→ The problem
Write out all of the listing exactly. Add nothing to it.

→ Information supplied
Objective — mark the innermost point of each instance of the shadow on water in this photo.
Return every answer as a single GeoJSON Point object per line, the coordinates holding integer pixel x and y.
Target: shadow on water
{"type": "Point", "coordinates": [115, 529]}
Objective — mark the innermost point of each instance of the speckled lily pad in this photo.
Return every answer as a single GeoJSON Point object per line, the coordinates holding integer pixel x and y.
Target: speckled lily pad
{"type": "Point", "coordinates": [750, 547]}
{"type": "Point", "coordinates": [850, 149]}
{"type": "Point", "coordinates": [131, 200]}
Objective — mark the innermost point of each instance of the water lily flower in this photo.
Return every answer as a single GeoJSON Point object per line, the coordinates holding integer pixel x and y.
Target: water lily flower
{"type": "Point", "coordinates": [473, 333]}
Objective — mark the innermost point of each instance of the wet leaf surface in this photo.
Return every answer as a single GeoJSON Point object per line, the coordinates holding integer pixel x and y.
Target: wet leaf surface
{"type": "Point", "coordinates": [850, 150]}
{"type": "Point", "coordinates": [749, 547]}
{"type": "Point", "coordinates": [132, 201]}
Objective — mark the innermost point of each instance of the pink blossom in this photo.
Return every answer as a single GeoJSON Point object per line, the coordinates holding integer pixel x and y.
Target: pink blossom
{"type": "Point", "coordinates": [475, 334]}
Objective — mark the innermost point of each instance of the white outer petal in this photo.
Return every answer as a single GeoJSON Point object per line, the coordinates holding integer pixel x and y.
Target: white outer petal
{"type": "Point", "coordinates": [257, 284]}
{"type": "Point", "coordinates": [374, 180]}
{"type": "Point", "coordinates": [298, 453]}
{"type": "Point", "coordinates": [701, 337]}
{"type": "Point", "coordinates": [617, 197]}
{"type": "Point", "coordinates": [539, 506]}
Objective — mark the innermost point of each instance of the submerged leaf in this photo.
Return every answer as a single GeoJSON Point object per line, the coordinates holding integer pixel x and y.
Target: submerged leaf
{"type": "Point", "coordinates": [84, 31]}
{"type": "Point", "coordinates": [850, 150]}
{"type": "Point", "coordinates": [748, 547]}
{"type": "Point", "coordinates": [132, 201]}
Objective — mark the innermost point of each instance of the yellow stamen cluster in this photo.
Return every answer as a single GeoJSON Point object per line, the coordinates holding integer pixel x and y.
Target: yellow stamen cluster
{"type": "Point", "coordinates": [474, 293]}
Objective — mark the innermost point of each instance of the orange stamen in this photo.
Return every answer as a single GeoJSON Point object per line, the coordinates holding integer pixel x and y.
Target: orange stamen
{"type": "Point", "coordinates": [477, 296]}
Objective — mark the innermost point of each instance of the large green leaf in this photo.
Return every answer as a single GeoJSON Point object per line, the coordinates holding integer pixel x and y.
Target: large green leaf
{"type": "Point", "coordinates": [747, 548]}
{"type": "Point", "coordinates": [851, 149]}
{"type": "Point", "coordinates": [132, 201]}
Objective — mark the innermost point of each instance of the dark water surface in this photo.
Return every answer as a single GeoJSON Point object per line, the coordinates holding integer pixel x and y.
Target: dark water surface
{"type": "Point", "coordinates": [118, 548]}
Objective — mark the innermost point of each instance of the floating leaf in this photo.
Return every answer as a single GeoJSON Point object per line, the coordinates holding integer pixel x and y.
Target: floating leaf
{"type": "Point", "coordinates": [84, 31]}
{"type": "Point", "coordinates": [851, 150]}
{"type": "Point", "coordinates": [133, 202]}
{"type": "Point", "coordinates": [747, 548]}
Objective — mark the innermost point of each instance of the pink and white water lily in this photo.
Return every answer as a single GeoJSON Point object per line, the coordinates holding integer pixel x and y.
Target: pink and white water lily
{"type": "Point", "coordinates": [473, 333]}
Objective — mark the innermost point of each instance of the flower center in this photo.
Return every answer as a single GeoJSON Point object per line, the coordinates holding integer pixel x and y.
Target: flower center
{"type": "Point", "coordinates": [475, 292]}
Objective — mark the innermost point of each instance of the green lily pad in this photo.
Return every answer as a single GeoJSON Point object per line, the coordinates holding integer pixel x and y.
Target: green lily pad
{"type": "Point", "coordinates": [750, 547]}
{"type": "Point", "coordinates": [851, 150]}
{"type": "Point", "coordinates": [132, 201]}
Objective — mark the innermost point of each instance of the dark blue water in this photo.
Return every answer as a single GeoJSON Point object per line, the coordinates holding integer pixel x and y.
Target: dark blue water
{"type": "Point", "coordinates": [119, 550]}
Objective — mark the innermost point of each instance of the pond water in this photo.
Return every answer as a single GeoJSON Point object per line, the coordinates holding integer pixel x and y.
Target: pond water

→ Solution to the problem
Objective — mark the innermost point of each instance of the shadow on water in this photo.
Return every answer as a single GeoJSON Point object per line, the coordinates holding integer pixel x and y.
Target: shadow on water
{"type": "Point", "coordinates": [115, 529]}
Objective — mark the innermost point of each instance of the speckled lily pad in this photo.
Return every answer as a single GeoJSON Point object per line, the coordinates holding integer pixel x and y.
Target: speckled lily pad
{"type": "Point", "coordinates": [750, 547]}
{"type": "Point", "coordinates": [850, 149]}
{"type": "Point", "coordinates": [131, 200]}
Objective — mark the innermost point of each instance of the water lily flower in this photo.
Return every answer as a single GeoJSON Point object per line, the coordinates holding integer pixel x and y.
Target: water lily flower
{"type": "Point", "coordinates": [473, 333]}
Objective — mark the innermost point of each instance of the wet leaf surface in this photo.
Return every answer as a single GeoJSON Point object per line, the coordinates holding integer pixel x and y.
Target: wet leaf surface
{"type": "Point", "coordinates": [850, 150]}
{"type": "Point", "coordinates": [749, 547]}
{"type": "Point", "coordinates": [132, 201]}
Objective — mark the innermost point of each instance of the pink blossom in this photo.
Return every answer as a single GeoJSON Point object per line, the coordinates holding integer pixel x and y.
Target: pink blossom
{"type": "Point", "coordinates": [475, 334]}
Objective — mark the innermost point of each instance of the white outer petal in this photo.
Return every answer as a single GeoJSON Point object per line, the coordinates holding integer pixel x and y.
Target: white outer petal
{"type": "Point", "coordinates": [257, 284]}
{"type": "Point", "coordinates": [374, 180]}
{"type": "Point", "coordinates": [298, 453]}
{"type": "Point", "coordinates": [701, 337]}
{"type": "Point", "coordinates": [617, 197]}
{"type": "Point", "coordinates": [539, 506]}
Objective — mark the innermost point of each instance of the submerged leaf in this photo.
Return every answer as a single GeoJSON Point object per line, the coordinates holding integer pixel x and y.
Target: submerged leaf
{"type": "Point", "coordinates": [84, 31]}
{"type": "Point", "coordinates": [850, 150]}
{"type": "Point", "coordinates": [748, 547]}
{"type": "Point", "coordinates": [132, 201]}
Objective — mark the innermost point of each instance of the yellow stamen cluster in this photo.
Return every answer as a single GeoJSON Point object per line, the coordinates holding integer pixel x and y.
Target: yellow stamen cluster
{"type": "Point", "coordinates": [474, 293]}
Objective — mark the innermost point of each instance of the orange stamen in this photo.
Return every answer as a single GeoJSON Point object per line, the coordinates holding integer pixel x and y.
Target: orange stamen
{"type": "Point", "coordinates": [477, 296]}
Objective — mark the innermost point of each instance of the large green leaf in this photo.
Return every answer as a single GeoJSON Point object per line, the coordinates holding integer pixel x and y.
Target: large green leaf
{"type": "Point", "coordinates": [747, 548]}
{"type": "Point", "coordinates": [851, 149]}
{"type": "Point", "coordinates": [132, 201]}
Objective — mark the innermost point of each instance of the dark water surface in this photo.
Return every answer as a single GeoJSON Point object per line, the coordinates holding integer pixel x and y.
Target: dark water surface
{"type": "Point", "coordinates": [118, 548]}
Objective — mark the innermost point of each instance of the floating leaf in this photo.
Return every answer as a single GeoJSON Point object per line, the coordinates holding integer pixel x and y.
Target: floating leaf
{"type": "Point", "coordinates": [84, 31]}
{"type": "Point", "coordinates": [851, 150]}
{"type": "Point", "coordinates": [133, 202]}
{"type": "Point", "coordinates": [747, 548]}
Objective — mark the innermost point of each instance of the pink and white water lily in this photo.
Return every answer as a single GeoJSON Point object per line, the coordinates holding integer pixel x and y.
Target: pink and white water lily
{"type": "Point", "coordinates": [473, 333]}
Objective — mark the innermost point of each instance of the flower center in this photo.
Return every answer as a single GeoJSON Point object per line, the coordinates holding integer pixel x and y.
Target: flower center
{"type": "Point", "coordinates": [475, 292]}
Objective — mark the innermost point of each instance of the green lily pad in this photo.
Return every answer as a single GeoJSON Point object per line, the coordinates holding integer pixel x and y.
Target: green lily pad
{"type": "Point", "coordinates": [750, 547]}
{"type": "Point", "coordinates": [851, 150]}
{"type": "Point", "coordinates": [132, 201]}
Objective — mark the innermost point of each instance of the dark blue water in this photo.
Return every answer as a single GeoJSON Point object per line, the coordinates holding integer pixel x and y.
Target: dark blue water
{"type": "Point", "coordinates": [119, 550]}
Objective — mark the innermost point of each instance of the pond water in this photo.
Return every answer as a single GeoJSON Point object per line, the coordinates holding integer pixel x and y.
Target: pond water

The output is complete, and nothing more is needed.